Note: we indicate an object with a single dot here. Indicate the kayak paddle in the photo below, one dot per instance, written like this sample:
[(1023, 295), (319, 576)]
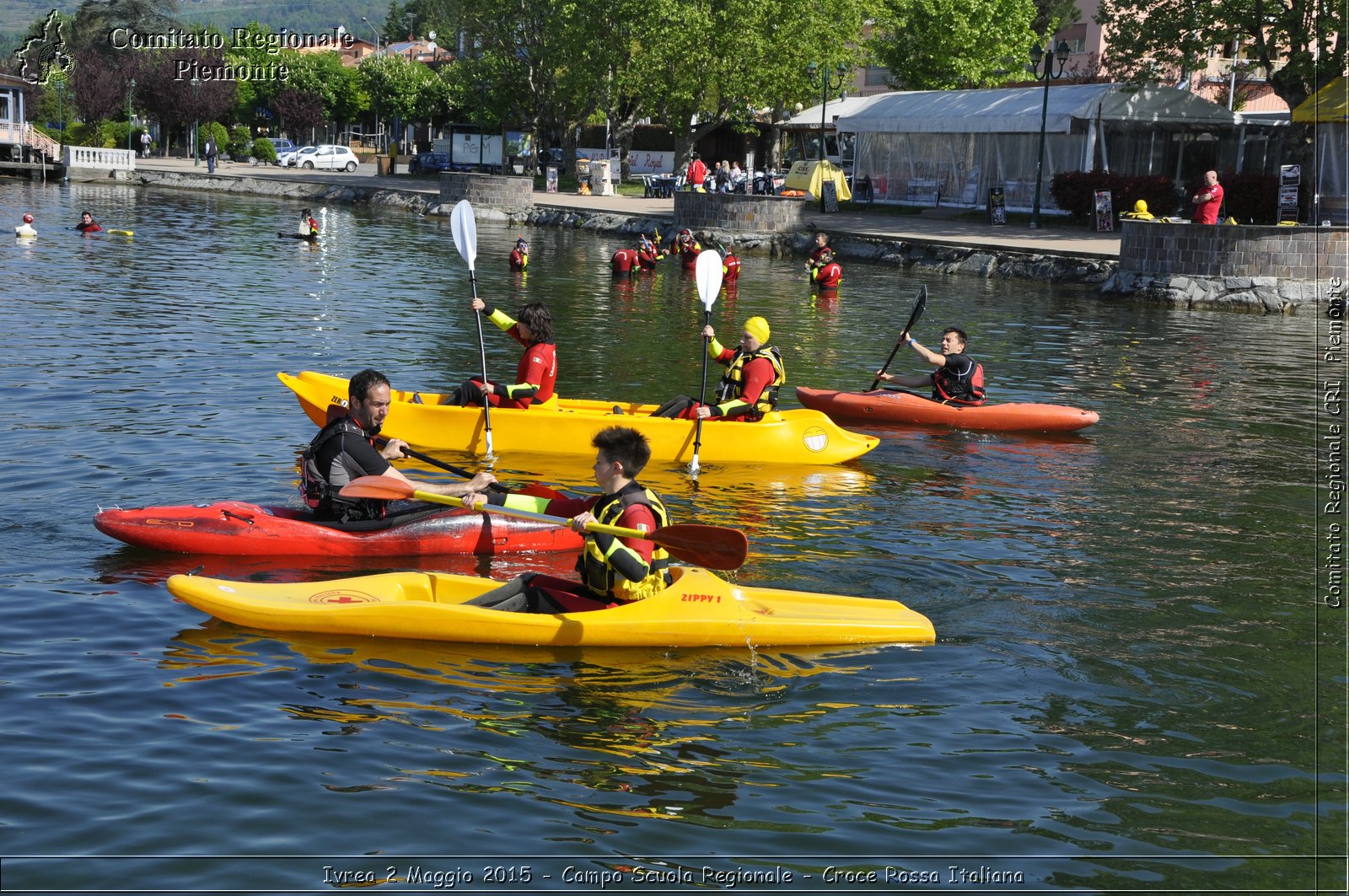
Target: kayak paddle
[(917, 312), (712, 547), (535, 490), (707, 270), (465, 231)]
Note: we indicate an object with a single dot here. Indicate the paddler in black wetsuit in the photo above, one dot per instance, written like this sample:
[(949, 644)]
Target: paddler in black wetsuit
[(344, 449), (958, 378)]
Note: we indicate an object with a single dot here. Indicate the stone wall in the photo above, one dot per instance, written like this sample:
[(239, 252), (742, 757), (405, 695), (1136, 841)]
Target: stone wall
[(487, 190), (1193, 249), (1229, 267), (739, 213)]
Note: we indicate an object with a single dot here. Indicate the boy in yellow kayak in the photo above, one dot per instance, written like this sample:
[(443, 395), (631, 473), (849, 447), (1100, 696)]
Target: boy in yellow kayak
[(613, 570)]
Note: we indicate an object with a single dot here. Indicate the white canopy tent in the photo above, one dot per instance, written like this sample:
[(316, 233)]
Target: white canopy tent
[(953, 146), (838, 145)]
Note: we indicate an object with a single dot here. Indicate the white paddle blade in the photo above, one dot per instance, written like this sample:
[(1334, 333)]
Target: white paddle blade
[(465, 229), (708, 274)]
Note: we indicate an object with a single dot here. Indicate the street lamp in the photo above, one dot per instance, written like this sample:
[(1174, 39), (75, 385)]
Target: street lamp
[(132, 88), (827, 84), (1049, 74), (196, 121)]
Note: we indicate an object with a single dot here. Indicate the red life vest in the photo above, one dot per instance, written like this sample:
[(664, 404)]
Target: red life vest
[(965, 388)]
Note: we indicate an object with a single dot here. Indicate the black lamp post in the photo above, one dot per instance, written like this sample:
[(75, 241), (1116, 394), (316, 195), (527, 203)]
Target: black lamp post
[(132, 89), (61, 105), (196, 121), (827, 83), (1049, 74)]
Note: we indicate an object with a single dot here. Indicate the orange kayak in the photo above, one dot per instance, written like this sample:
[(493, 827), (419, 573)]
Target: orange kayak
[(889, 406)]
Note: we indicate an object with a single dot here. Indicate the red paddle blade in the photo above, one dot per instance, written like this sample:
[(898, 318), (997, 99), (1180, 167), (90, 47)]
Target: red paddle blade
[(712, 547), (378, 487)]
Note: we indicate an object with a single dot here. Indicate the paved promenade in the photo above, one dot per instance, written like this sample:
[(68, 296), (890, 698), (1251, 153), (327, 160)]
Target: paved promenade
[(932, 227)]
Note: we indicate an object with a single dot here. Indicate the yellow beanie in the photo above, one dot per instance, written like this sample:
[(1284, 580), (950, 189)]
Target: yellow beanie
[(757, 327)]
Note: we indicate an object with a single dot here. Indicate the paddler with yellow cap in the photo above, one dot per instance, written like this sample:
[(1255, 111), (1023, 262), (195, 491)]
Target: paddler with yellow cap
[(749, 386), (1140, 212)]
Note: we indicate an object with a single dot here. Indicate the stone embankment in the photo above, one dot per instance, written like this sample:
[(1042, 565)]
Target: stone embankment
[(1213, 290)]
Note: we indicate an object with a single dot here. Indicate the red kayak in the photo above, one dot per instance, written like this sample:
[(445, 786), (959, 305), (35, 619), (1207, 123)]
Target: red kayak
[(245, 529), (889, 406)]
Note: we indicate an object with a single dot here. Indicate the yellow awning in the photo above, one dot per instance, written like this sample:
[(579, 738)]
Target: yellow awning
[(809, 175), (1328, 105)]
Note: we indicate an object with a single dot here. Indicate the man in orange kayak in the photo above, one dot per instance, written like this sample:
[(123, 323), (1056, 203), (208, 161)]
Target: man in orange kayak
[(344, 449), (958, 378), (613, 570), (537, 368), (749, 386)]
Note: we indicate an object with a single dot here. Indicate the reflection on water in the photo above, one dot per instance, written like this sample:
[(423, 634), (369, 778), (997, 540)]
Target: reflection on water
[(1123, 666)]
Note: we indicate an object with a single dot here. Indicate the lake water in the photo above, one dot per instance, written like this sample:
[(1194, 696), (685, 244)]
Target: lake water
[(1132, 686)]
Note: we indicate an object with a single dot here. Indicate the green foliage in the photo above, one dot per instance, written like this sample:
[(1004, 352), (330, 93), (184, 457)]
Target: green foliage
[(1157, 40), (239, 143), (932, 45), (263, 150), (1074, 192)]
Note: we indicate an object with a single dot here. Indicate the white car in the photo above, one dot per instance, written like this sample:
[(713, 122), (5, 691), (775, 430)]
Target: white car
[(325, 155), (288, 159)]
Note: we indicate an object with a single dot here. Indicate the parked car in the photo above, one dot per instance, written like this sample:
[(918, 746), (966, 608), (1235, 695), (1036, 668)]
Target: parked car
[(429, 162), (325, 155), (282, 146)]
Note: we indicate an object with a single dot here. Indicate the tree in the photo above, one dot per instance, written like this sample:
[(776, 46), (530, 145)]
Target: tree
[(165, 92), (100, 84), (298, 111), (1162, 40), (934, 45)]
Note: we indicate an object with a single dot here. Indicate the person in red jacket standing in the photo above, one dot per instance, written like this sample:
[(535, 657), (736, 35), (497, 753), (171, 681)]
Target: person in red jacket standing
[(537, 370), (1207, 200), (749, 388), (519, 255), (696, 173)]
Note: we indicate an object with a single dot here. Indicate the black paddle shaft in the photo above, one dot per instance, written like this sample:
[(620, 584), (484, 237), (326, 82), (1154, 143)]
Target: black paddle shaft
[(917, 312), (458, 471), (701, 389)]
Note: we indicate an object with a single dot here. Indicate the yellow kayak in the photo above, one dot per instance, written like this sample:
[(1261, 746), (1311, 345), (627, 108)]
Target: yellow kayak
[(568, 426), (698, 610)]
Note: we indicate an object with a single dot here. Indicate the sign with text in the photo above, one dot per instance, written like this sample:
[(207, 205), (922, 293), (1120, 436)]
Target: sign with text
[(997, 206), (1105, 211)]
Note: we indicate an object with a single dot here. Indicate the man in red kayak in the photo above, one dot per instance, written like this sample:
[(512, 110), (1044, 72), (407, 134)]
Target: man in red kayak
[(613, 570), (649, 254), (344, 449), (822, 244), (536, 373), (749, 386), (958, 378), (827, 274)]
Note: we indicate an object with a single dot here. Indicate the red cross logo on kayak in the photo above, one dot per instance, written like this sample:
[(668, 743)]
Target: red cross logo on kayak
[(341, 597)]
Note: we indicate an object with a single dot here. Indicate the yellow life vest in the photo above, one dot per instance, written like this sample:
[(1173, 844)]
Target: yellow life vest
[(733, 385), (595, 566)]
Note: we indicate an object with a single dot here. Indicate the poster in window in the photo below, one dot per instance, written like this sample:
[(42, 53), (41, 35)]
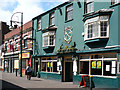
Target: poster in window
[(98, 64), (93, 64), (107, 67)]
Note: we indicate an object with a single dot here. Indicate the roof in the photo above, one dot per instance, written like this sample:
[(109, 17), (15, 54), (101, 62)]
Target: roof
[(52, 9)]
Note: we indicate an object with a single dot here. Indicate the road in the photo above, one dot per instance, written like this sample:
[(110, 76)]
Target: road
[(10, 81)]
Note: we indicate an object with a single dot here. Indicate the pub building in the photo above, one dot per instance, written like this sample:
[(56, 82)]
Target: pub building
[(12, 49), (78, 38)]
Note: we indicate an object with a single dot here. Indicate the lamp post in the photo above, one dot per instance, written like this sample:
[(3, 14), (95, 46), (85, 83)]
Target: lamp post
[(20, 37)]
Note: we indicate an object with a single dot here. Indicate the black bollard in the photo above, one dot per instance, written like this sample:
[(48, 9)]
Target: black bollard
[(16, 72)]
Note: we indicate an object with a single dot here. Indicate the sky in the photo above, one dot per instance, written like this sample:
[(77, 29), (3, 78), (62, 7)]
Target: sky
[(30, 9)]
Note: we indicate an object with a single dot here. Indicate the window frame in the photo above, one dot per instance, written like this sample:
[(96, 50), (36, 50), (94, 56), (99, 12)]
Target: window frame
[(69, 11), (52, 18), (86, 3), (102, 59), (47, 34), (99, 28)]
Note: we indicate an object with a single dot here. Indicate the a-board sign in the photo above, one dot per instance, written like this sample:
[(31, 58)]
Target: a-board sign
[(85, 81)]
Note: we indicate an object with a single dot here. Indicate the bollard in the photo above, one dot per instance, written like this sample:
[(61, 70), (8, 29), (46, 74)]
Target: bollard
[(91, 82), (16, 72)]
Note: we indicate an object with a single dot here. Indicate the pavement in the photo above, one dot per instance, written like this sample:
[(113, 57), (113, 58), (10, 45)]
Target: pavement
[(10, 81)]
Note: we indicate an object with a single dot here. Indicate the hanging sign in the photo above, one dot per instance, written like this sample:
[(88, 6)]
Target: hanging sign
[(98, 64), (93, 64)]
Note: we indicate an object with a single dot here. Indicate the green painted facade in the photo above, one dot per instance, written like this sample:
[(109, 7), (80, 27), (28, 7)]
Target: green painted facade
[(83, 47)]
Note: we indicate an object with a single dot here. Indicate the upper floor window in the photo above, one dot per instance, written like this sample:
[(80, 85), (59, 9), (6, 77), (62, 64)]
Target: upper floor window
[(69, 12), (49, 38), (39, 24), (115, 1), (52, 19), (97, 27), (89, 6)]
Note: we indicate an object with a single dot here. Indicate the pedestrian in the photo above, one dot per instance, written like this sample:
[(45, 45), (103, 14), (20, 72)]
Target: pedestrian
[(28, 71)]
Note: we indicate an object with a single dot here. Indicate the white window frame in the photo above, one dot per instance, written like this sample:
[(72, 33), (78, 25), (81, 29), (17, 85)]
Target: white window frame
[(88, 2), (69, 9), (48, 34), (92, 21)]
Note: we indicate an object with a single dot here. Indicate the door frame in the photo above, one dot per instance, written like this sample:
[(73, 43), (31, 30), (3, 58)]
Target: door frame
[(66, 57)]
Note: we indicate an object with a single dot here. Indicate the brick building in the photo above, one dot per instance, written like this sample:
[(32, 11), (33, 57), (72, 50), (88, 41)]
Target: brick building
[(12, 48)]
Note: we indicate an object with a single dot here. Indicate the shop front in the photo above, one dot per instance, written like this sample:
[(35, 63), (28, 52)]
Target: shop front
[(102, 66), (9, 62), (26, 59)]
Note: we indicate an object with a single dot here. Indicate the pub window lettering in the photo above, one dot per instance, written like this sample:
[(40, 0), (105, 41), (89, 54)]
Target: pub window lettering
[(89, 6)]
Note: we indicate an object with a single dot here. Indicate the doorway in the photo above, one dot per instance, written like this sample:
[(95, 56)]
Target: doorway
[(68, 70)]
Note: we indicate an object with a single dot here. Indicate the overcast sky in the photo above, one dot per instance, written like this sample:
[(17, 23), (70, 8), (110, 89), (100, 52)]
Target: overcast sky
[(30, 8)]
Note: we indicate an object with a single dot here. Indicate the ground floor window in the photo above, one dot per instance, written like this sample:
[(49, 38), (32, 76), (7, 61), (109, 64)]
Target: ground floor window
[(23, 64), (104, 64), (49, 65), (84, 67)]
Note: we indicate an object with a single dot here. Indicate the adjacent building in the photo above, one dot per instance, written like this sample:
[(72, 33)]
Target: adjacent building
[(79, 38), (4, 29), (12, 48)]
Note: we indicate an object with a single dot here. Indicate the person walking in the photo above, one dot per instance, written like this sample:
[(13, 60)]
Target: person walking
[(28, 71)]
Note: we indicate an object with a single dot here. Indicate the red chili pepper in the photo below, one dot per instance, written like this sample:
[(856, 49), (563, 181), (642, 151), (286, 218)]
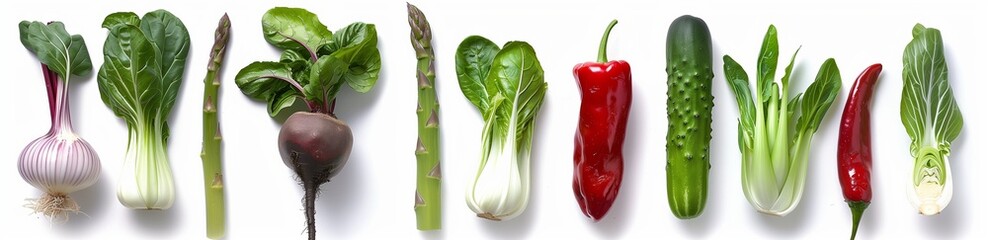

------------------------------------------------------------

YOUR OBJECTIVE: Could you reproduce, unchanged, the part of the data that begins with the line containing "Indicate the ground" and ends with the line containing "[(79, 38), (4, 29), (12, 48)]", including both of those lines?

ANSWER TO THIS PROBLEM:
Note: we indicate an object with a single dot here. Indicate the ground floor window in the photo above, one dot per instance, written like this sample:
[(49, 38), (32, 76), (7, 61), (109, 64)]
Target: ground floor window
[(23, 64), (104, 64), (49, 65), (84, 67)]
Note: we indicate an object with a single dot here. Indicate the adjacent building in the photo above, one dot per instance, written like this sample:
[(72, 33)]
Target: adjacent building
[(79, 38), (4, 29), (12, 48)]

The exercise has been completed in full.